*Exercise prompt*. Make an exact copy of all the records that follow, apart from the pictures.

Data records START

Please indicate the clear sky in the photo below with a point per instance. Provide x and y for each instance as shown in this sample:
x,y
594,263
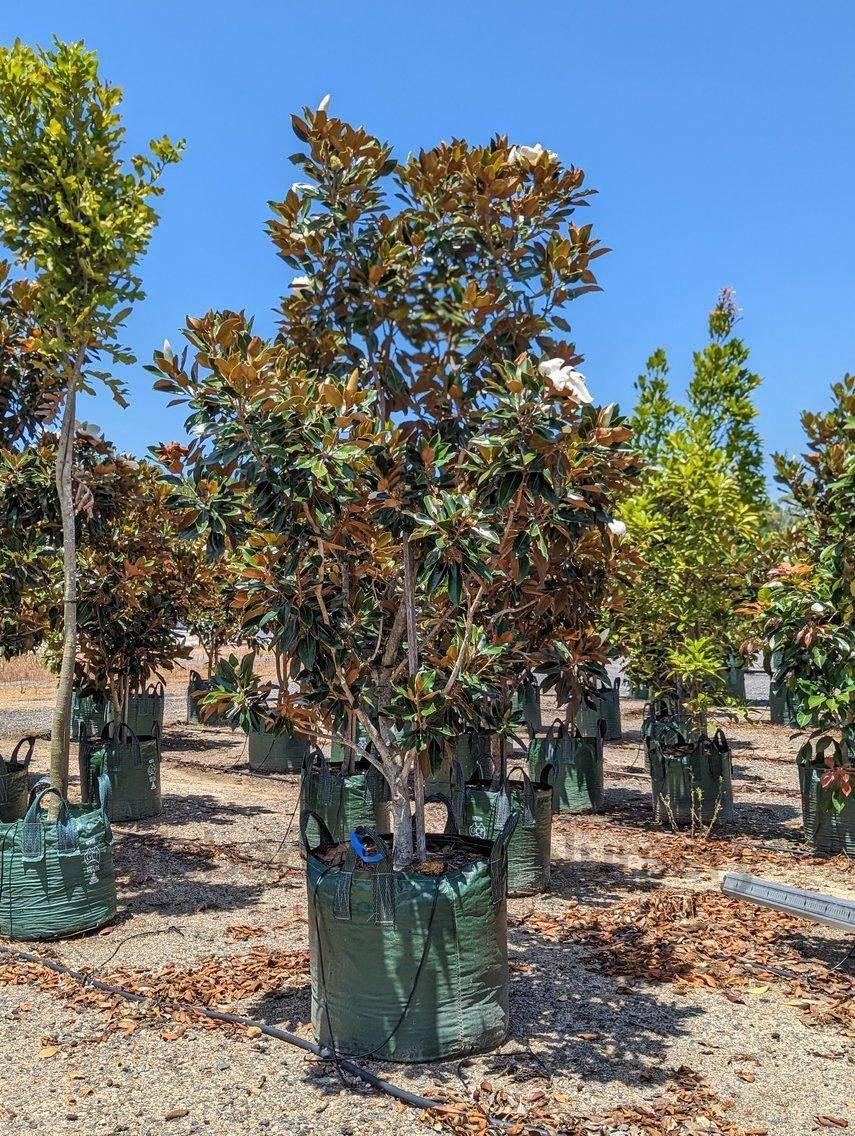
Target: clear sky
x,y
720,138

Data records END

*Written solution*.
Please indicate the clear sky in the photo below with a point per instance. Provide x and y for each instance as shown in this sample:
x,y
594,263
Target: clear sky
x,y
720,138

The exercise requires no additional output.